---------- Extracted entries
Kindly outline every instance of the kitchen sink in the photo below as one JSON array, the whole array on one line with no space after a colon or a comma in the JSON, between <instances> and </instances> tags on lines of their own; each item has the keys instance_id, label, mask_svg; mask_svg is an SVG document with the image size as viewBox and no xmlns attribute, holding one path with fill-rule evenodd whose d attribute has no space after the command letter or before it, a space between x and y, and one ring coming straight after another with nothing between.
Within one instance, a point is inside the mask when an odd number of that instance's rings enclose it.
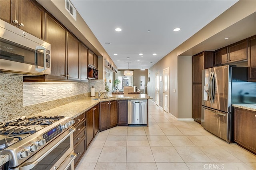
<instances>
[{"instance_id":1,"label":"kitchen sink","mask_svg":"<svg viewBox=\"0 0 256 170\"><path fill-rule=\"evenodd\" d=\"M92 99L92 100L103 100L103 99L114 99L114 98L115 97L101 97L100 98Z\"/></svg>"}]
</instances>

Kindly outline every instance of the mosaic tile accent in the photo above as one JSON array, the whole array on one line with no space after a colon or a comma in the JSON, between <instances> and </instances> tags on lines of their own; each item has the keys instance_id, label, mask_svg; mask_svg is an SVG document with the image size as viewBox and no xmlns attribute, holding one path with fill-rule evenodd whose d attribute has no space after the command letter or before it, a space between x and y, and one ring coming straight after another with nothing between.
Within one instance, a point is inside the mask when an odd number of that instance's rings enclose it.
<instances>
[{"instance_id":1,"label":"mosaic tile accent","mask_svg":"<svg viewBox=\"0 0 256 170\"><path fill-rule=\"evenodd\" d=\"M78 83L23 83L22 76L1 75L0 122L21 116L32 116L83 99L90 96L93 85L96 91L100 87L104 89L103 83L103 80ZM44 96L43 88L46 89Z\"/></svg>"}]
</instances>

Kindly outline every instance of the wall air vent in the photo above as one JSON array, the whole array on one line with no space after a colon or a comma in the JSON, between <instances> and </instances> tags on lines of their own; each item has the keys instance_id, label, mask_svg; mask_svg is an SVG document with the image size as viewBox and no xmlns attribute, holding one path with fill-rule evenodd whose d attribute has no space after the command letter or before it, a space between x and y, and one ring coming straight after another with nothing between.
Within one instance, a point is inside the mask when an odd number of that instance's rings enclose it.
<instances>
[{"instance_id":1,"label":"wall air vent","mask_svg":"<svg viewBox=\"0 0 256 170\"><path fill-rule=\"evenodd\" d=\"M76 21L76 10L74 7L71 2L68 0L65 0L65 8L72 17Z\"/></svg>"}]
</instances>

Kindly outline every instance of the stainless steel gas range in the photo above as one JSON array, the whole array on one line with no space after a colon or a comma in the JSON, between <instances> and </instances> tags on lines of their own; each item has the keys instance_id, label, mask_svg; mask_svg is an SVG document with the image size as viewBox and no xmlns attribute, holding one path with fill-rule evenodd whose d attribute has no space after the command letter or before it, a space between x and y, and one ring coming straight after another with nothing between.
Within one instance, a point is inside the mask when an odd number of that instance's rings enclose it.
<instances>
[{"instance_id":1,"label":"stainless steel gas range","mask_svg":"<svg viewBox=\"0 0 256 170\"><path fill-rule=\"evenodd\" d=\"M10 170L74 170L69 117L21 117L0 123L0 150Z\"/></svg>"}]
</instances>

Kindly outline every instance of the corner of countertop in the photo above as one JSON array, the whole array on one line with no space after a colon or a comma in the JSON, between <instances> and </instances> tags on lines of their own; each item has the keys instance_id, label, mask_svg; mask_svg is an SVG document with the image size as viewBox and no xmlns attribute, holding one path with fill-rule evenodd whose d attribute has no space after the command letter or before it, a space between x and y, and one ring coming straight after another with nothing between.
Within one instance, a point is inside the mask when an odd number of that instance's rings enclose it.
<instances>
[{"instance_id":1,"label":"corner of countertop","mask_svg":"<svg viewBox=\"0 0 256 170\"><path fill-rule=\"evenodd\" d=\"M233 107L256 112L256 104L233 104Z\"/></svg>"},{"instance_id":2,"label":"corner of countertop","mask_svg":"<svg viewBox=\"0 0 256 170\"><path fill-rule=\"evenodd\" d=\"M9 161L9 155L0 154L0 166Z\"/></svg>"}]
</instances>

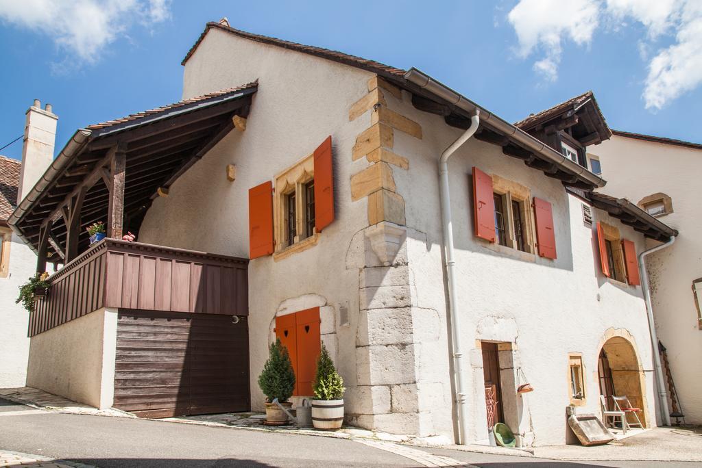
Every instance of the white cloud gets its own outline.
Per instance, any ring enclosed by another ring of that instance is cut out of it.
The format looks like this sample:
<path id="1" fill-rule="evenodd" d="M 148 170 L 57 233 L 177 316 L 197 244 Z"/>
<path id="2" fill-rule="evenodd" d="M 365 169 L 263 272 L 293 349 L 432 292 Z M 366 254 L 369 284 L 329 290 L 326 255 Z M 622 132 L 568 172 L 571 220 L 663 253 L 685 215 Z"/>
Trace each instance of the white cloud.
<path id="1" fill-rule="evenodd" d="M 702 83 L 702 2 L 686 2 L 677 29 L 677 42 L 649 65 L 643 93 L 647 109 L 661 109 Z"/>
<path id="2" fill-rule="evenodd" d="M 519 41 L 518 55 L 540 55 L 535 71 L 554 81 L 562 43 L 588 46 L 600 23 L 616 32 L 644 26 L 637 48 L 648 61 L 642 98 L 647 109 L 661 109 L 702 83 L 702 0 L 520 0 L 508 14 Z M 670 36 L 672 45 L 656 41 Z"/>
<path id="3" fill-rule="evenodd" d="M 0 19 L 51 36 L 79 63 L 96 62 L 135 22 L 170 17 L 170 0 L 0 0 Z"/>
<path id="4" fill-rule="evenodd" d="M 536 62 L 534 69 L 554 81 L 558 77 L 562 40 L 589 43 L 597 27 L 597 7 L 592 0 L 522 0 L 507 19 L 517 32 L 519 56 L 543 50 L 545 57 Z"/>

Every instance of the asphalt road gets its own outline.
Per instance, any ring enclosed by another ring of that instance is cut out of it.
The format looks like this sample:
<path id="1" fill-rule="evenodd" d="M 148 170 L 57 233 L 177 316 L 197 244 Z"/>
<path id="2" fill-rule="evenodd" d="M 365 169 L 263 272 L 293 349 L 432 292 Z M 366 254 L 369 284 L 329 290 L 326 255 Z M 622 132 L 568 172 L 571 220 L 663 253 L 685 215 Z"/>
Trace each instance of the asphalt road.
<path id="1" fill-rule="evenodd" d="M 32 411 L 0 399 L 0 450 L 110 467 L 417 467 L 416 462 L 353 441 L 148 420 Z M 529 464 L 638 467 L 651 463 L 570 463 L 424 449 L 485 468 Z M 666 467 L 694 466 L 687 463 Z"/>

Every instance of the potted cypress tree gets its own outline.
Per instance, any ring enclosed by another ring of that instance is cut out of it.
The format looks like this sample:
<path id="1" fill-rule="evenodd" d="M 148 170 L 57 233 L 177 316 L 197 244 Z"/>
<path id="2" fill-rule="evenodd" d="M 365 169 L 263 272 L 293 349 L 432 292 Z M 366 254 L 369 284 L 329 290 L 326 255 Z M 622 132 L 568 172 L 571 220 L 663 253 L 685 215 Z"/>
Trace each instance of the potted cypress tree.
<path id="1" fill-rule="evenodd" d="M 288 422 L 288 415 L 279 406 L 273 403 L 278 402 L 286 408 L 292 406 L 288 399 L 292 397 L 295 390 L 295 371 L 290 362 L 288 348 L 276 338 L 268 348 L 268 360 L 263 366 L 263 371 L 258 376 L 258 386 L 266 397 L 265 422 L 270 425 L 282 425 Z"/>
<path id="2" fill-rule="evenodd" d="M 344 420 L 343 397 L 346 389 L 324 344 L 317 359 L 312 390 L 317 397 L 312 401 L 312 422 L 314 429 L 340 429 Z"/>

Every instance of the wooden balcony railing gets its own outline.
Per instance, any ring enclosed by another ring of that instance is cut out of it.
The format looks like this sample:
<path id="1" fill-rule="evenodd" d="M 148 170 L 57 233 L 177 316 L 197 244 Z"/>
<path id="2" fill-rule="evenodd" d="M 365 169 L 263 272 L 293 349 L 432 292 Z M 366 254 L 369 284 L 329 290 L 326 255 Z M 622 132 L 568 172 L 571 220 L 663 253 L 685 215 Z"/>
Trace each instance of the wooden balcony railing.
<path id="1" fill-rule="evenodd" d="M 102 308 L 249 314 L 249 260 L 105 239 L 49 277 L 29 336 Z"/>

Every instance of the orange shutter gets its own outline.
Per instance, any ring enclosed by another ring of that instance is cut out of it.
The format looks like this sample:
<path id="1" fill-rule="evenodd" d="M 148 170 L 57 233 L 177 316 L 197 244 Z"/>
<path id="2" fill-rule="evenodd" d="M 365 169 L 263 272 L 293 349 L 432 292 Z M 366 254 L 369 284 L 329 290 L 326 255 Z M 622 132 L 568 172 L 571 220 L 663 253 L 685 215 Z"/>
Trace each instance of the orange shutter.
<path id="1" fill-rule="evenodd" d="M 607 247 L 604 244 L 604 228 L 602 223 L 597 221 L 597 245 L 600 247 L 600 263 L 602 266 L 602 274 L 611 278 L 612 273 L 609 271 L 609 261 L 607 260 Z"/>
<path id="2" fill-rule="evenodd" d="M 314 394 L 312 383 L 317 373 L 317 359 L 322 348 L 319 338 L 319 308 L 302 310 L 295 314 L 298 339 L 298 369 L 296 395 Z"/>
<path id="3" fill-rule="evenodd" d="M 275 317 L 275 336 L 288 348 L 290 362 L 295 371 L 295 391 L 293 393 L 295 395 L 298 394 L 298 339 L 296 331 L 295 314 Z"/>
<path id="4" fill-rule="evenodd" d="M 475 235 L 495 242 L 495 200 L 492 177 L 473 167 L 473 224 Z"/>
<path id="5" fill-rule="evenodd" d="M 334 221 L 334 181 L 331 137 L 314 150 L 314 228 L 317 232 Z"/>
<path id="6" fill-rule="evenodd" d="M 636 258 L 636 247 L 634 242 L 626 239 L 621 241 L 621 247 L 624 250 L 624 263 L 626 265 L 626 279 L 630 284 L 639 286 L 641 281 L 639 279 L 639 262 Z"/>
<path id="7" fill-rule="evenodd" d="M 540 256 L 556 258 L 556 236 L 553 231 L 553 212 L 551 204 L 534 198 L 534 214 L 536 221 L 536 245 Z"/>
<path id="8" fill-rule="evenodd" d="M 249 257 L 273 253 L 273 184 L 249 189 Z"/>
--------------------
Copy word for word the part of the listing that opens with the line containing "Every instance of the asphalt" and closes with the line containing "411 L 0 399", including both of those lines.

Every instance of the asphalt road gets its own outline.
Per instance, any ring enclosed by another ring of that instance is cut out of it.
The format looks like this sample:
<path id="1" fill-rule="evenodd" d="M 148 170 L 57 233 L 177 316 L 197 244 Z"/>
<path id="2" fill-rule="evenodd" d="M 365 169 L 263 272 L 293 349 L 432 292 Z M 366 254 L 369 284 L 329 290 L 326 255 Z M 622 132 L 568 172 L 571 220 L 663 253 L 685 215 Z"/>
Trace each instance of the asphalt road.
<path id="1" fill-rule="evenodd" d="M 32 411 L 0 399 L 0 450 L 110 467 L 417 467 L 416 462 L 353 441 L 148 420 Z M 529 464 L 638 467 L 651 463 L 570 463 L 424 449 L 485 468 Z M 666 467 L 694 466 L 687 463 Z"/>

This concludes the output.